───── Available data ─────

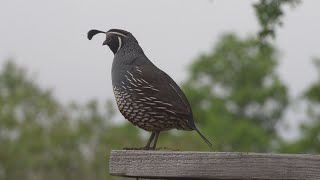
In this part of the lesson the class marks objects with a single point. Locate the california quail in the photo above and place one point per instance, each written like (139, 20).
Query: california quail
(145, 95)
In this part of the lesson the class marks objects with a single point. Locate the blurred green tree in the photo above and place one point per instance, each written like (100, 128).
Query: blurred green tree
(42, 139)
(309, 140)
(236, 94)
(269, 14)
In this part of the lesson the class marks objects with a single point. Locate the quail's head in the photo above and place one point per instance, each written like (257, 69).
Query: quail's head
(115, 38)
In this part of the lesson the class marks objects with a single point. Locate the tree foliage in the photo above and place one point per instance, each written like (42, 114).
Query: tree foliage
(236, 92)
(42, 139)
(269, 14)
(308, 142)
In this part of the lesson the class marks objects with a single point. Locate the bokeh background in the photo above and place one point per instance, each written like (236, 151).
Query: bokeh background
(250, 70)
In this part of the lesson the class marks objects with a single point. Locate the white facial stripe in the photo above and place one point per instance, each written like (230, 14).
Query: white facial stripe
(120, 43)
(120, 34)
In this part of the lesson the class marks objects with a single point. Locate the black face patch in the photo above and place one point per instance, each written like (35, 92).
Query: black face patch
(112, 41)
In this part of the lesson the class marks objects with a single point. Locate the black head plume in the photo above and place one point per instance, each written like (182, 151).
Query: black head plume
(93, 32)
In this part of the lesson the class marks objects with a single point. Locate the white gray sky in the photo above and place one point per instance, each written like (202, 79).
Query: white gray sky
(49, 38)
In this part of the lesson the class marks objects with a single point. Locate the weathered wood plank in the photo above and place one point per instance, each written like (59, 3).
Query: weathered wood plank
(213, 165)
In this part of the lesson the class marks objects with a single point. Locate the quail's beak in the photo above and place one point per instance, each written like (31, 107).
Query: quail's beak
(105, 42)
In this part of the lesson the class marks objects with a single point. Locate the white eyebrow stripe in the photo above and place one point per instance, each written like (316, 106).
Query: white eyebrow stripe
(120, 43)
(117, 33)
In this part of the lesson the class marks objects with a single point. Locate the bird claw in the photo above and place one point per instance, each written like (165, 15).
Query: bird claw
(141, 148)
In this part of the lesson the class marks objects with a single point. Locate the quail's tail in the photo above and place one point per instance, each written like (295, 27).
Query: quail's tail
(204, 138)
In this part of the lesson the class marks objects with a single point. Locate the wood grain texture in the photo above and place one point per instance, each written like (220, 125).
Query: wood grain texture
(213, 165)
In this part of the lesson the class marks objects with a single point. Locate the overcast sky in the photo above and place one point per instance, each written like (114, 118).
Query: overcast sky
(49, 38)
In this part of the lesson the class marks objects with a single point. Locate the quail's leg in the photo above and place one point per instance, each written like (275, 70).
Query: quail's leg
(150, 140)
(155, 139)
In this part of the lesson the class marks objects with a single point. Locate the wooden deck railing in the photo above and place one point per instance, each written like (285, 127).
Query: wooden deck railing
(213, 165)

─────

[Problem requirements] Set down exactly what runs from the line containing "like (316, 106)." through the last line above, both lines included.

[Solved problem]
In this part of the lesson the class marks objects with a single point. Locate the white eyebrow stripe in the photo above and place one point per instance, each written like (316, 106).
Query: white eyebrow stripe
(120, 43)
(117, 33)
In this part of the lesson the class marks objects with a single point. Locate the bird claw in the photo above and place one point per instance, each written like (165, 15).
Query: bird claw
(141, 148)
In this part of the lesson the class marks objects with a single point. Locate the quail's tail in the photo above and place one point per instance, each written like (295, 27).
Query: quail's tail
(204, 138)
In this part of the lesson the class marks objects with a single point. Locate the wood grain texture in the photo above and place one point per instance, each written like (220, 125).
Query: wood grain texture
(213, 165)
In this part of the lesson the class marks objects with a single point. Locate the overcast sky in the photo above and place one point per instance, each written like (114, 118).
Query: overcast sky
(49, 38)
In this part of the lesson the class marks objects with a single point. Locate the quail's leg in the photo above and place one point per instance, each written like (275, 70).
Query: quail's leg
(150, 140)
(155, 139)
In this part of the lesson the class marks objects with a single point. Locate the wooden deck railing in the photo above and place one point per instance, each written like (285, 127).
Query: wooden deck railing
(213, 165)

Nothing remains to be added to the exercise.